## Textauszug
====
Allgemeine Informationen über den Test, Beschreibung des Tests und seiner diagnostischen Zielsetzung

Das persolog Persönlichkeits-Profil ist vorwiegend für die Personalentwicklung gedacht. Es kann zudem „begleitend im Einstellungsprozess als Reflexionshilfe eingesetzt” werden (Wittmann, 2010, S. 5), indem das persolog Profil eines Bewerbers mit einem Soll-Profil verglichen wird. Es ist die deutsche Version des amerikanischen Personality Factor Profiles und misst vier Persönlichkeitsmerkmale, die auch unter dem Akronym DISG (s.u.) bekannt sind. Angeboten wird eine zweiteilige ipsative Variante mit 24 Itemgruppen je Hälfte (Durchführungszeit ca. 15 min.): Im ersten Teil sollen die untersuchten Personen angeben, welcher Kurzsatz „am ehesten” auf sie zutrifft (zur Messung des „öffentlichen” Selbstkonzepts), im zweiten Teil welches Adjektiv „am wenigsten” (zur Messung des „privaten” Selbstkonzepts) auf sie zutrifft.

Zum Test gehört ein dreibändiger Trainerleitfaden; außerdem wurde den Rezensenten ein Bericht (Wittmann, 2010) zur Verfügung gestellt.1

Theoretische Grundlagen als Ausgangspunkt der Testkonstruktion

Theoretische Grundlage ist die Unterscheidung von vier emotionalen Reaktionsmustern (Marston, 1928/1979), die seit den 1960ern vor allem von John Geier und Dorothy Downey überarbeitet wurden. Im Deutschen werden diese Merkmale als Dominanz, Initiative, Stetigkeit und Gewissenhaftigkeit (DISG) bezeichnet. Deren Einordnung als Persönlichkeitsdimensionen oder Elemente einer Typologie bleibt unklar. Einerseits ist der Ansatz in seinem historischen Ursprung typologisch und die Messung erfolgt ipsativ, andererseits berufen sich die Testautoren auch auf dimensionale Modelle (z. B. den lexikalischen Ansatz, Eysencks Faktoren), und fast alle berichteten empirischen Daten beruhen auf Verfahren für dimensionale Modelle (s.u.).

Die Interpretation der Testwerte fußt auf der Unterscheidung von „öffentlichem” und „privatem” Selbstkonzept (s. o.). In welchem Verhältnis diese Selbstkonzeptfacetten zu den Überlegungen Marstons stehen und inwiefern diese überhaupt gemessen werden, wird nicht erläutert.
====
## Verständnis prüfen
#1 Beantworten Sie anhand des Textauszugs über das persolog Persönlichkeits-Profil die folgenden Fragen:
(a) Wie viele Itemgruppen umfasst jede Hälfte der zweiteiligen ipsativen Variante?
(b) Welches Begleitmaterial gehört zum Test?
(c) Von wem wurden die vier emotionalen Reaktionsmuster seit den 1960ern vor allem überarbeitet?
#2 Führen Sie den Textauszug über das persolog Persönlichkeits-Profil im Anschluss an seinen letzten Satz fort.
====
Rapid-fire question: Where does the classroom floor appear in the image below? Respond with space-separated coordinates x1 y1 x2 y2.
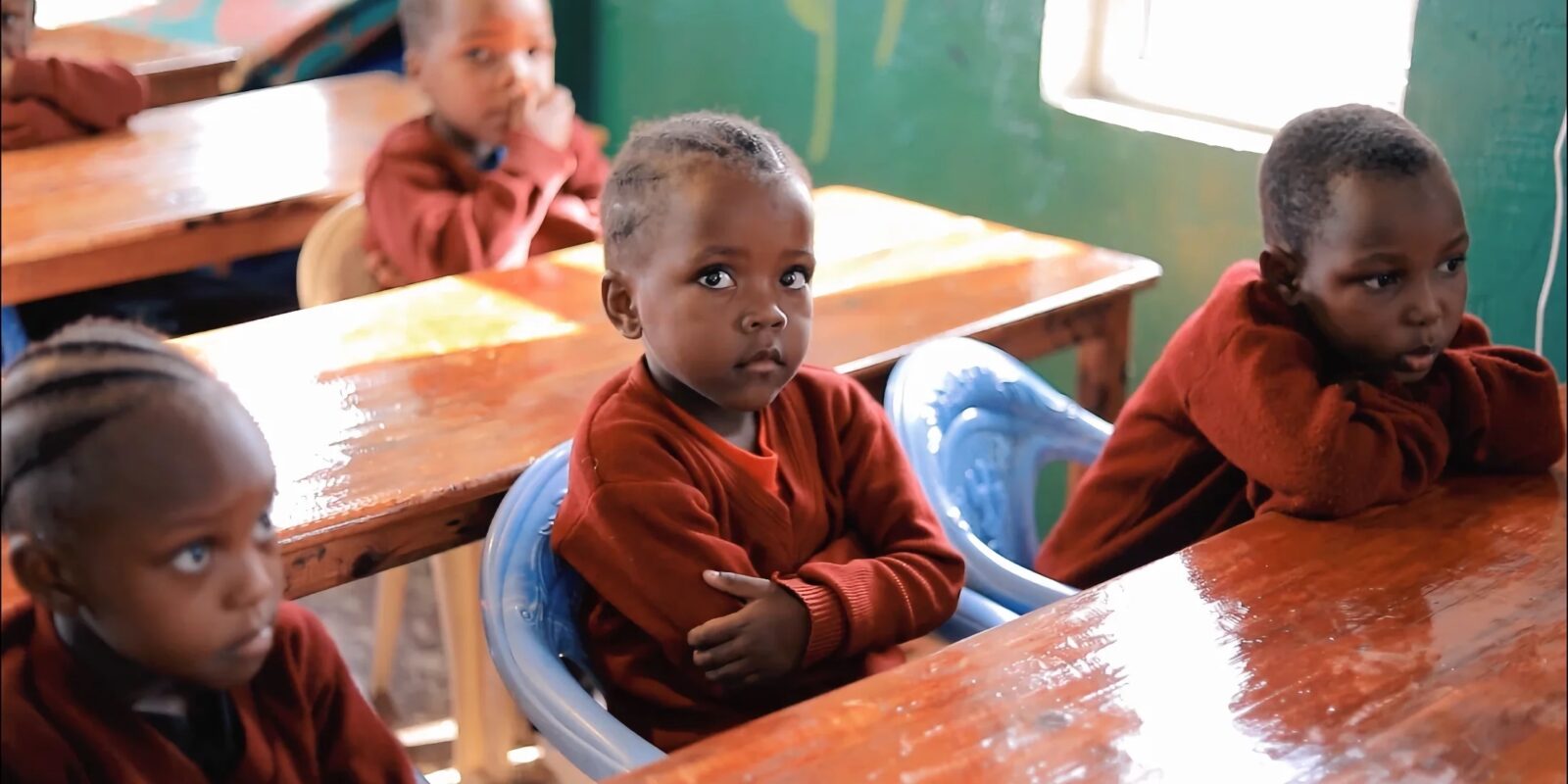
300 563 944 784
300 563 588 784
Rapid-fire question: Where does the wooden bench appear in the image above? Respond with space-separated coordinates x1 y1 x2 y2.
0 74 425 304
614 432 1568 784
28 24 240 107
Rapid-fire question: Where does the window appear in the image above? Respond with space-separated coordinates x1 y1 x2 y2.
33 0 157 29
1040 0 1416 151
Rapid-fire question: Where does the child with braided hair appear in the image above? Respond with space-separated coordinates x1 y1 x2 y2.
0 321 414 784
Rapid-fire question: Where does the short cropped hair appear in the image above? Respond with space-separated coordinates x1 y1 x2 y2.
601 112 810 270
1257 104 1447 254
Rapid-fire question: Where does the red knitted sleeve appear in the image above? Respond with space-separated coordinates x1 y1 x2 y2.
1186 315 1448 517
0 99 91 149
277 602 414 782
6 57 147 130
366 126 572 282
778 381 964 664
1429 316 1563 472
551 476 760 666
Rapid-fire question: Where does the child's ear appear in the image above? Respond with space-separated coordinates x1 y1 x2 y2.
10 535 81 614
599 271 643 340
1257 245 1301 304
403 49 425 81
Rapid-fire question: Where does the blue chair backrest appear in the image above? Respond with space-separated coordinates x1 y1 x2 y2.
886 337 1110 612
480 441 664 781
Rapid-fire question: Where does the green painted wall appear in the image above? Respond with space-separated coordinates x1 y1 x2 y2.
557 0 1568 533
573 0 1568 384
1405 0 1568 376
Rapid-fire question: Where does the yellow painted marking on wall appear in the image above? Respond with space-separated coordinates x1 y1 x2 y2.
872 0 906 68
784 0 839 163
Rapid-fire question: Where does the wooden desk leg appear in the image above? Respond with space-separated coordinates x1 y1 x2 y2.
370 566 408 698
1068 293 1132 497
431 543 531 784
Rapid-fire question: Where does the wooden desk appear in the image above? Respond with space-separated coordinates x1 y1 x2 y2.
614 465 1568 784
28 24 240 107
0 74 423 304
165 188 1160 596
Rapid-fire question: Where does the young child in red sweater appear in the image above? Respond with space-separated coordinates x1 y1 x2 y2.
====
## Schriftliche Antworten
#1
(a) Jede Hälfte umfasst 24 Itemgruppen.
(b) Zum Test gehört ein dreibändiger Trainerleitfaden.
(c) Sie wurden vor allem von John Geier und Dorothy Downey überarbeitet.

#2
Objektivität

Die Rahmenbedingungen für die Durchführung und der Umgang mit Rückfragen und Störungen werden im Trainerleitfaden relativ detailliert beschrieben. Allerdings ist die Instruktion für das Ausfüllen des Tests nicht festgelegt–der Test kann auf allgemeine Situationen und auf sehr spezifische Situationen bezogen werden („ich bei der Reisekostenabrechnung” wird als Beispiel genannt, Wittmann, 2010, S. 28). Dies ist zwar konsistent mit der Annahme der Autoren, dass Verhalten eine Funktion der Umwelt und der Person ist, erschwert aber die Vergleichbarkeit der Testergebnisse.

Des Weiteren gibt es zwei potentielle Fehlerquellen bei der Auswertungsobjektivität: Teilnehmer müssen a) selbst die Testwerte in eine Auswertungsschablone und b) Rohwerte dann in mehrere Profile übertragen. Außerdem gibt es eine nicht genauer bestimmte Anzahl von neutralen Items, die in keine Dimension einfließen, was zu einer künstlichen Einschränkung der Variationsbreite der Merkmale im Profil führen kann.

Normierung (Eichung)

Laut Wittmann (2010, S. 69) wurden (undifferenzierte) Normen an einer Stichprobe von N = 629 Personen erhoben. Das Geschlechterverhältnis ist fast ausgeglichen; fast ¾ der Personen haben (Fach‐)Abitur. Es fehlen jedoch Informationen darüber, wie diese Personen akquiriert wurden, in welchem Setting (und mit welcher Instruktion) erhoben wurde und ob allen diesen Personen die gleiche Instruktion vorgelegt wurde. An anderer Stelle erwähnt Wittmann (2010, S. 64) zudem eine größere Normierungsstichprobe (N = 2776).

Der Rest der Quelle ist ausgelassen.